## START
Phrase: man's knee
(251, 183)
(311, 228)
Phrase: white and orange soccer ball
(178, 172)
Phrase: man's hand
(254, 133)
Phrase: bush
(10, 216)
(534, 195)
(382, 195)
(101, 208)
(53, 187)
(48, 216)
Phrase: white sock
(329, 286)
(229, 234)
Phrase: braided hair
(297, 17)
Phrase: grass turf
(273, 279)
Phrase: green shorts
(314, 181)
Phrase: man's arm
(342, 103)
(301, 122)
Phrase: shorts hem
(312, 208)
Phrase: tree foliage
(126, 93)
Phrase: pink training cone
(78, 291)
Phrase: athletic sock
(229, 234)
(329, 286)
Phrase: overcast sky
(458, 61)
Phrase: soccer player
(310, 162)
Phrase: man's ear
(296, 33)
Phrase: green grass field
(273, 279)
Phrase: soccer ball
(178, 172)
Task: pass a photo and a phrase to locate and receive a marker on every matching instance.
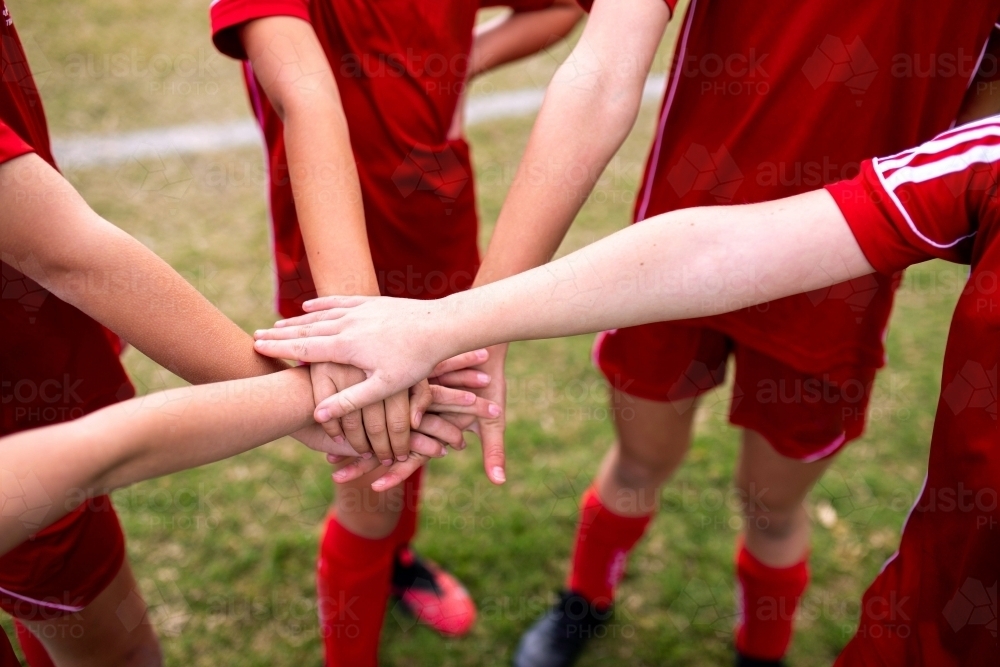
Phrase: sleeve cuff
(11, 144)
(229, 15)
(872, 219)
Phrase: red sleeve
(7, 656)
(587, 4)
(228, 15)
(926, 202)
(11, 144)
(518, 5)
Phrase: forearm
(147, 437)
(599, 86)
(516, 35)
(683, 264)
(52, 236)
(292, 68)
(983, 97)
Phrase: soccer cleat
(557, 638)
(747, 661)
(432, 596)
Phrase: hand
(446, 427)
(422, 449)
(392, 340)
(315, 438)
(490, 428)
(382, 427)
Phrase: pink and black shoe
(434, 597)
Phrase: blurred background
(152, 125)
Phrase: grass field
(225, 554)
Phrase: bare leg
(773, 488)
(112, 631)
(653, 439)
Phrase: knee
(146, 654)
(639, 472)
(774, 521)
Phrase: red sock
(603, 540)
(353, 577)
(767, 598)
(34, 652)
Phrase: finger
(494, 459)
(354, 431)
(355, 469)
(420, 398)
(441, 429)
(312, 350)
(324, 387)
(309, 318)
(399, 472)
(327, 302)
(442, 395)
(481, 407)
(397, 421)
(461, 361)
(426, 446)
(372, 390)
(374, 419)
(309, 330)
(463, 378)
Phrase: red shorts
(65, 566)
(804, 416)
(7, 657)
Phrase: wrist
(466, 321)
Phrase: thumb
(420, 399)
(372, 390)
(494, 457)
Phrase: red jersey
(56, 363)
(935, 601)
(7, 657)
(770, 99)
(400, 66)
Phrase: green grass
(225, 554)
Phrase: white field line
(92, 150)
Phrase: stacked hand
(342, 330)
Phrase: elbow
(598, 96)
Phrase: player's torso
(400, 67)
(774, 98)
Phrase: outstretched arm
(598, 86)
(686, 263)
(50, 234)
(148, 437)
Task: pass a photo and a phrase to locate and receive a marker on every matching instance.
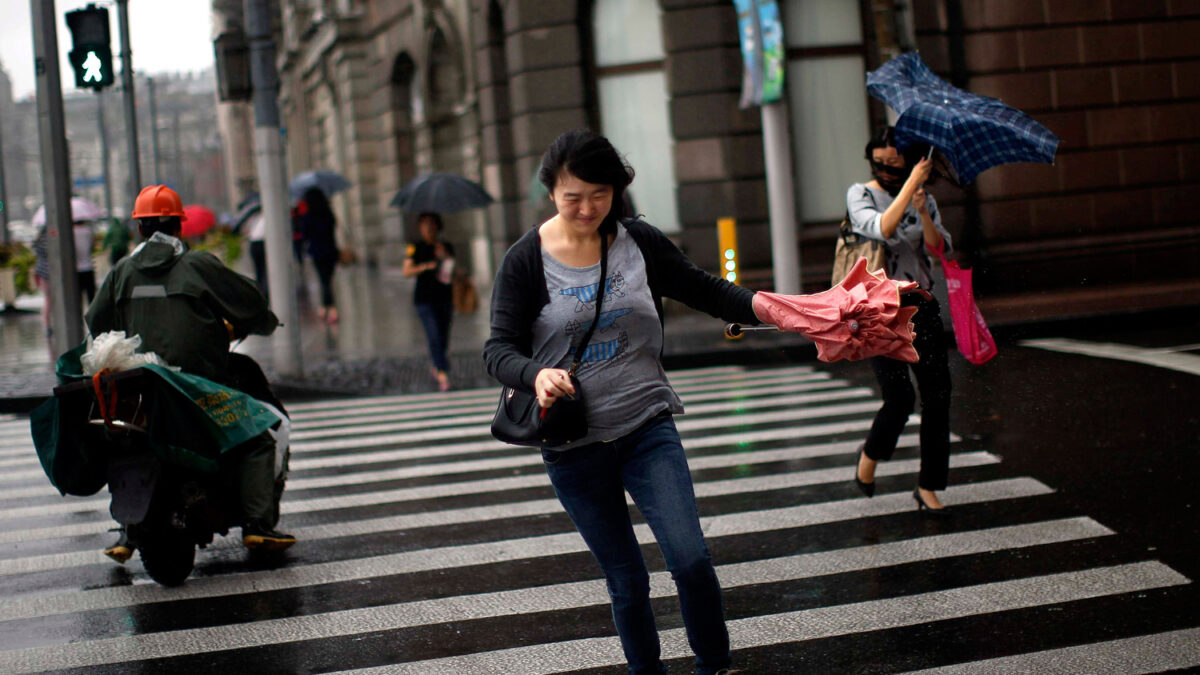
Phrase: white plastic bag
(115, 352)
## END
## START
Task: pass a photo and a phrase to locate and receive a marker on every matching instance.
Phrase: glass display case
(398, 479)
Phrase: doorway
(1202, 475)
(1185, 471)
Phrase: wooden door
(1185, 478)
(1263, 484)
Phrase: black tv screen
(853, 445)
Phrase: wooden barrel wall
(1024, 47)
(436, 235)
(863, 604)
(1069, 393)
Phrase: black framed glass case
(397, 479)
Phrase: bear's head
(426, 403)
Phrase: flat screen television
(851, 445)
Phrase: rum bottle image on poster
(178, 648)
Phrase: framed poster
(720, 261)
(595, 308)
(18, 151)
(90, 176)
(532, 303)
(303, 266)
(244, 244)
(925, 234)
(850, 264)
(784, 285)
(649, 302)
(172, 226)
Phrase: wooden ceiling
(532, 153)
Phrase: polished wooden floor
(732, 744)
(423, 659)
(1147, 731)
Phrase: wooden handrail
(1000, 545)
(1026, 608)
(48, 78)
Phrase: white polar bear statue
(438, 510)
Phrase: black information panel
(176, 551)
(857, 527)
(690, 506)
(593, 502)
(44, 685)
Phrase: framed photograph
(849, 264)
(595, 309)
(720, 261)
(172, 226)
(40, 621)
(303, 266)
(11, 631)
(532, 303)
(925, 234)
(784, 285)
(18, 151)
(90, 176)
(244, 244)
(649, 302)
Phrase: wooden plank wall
## END
PROMPT.
Please rewrite the rows from the line with "Phrase: flat screen television" up to and including the line with "(1147, 731)" as a Markdown table with two columns, No. and Line, numbering each line and leaving out any blank lines.

TASK ANSWER.
| No. | Line |
|---|---|
| 1 | Phrase: flat screen television |
| 2 | (851, 445) |
| 3 | Phrase: rum bottle image on poster |
| 4 | (178, 648) |
| 5 | Phrase: framed poster |
| 6 | (720, 261) |
| 7 | (595, 308) |
| 8 | (18, 151) |
| 9 | (90, 176) |
| 10 | (532, 303) |
| 11 | (303, 266) |
| 12 | (244, 244) |
| 13 | (925, 234) |
| 14 | (850, 264) |
| 15 | (784, 285) |
| 16 | (649, 302) |
| 17 | (172, 226) |
| 18 | Phrase: wooden ceiling |
| 19 | (532, 153) |
| 20 | Phrase: polished wooden floor |
| 21 | (732, 744) |
| 22 | (423, 659) |
| 23 | (1147, 731) |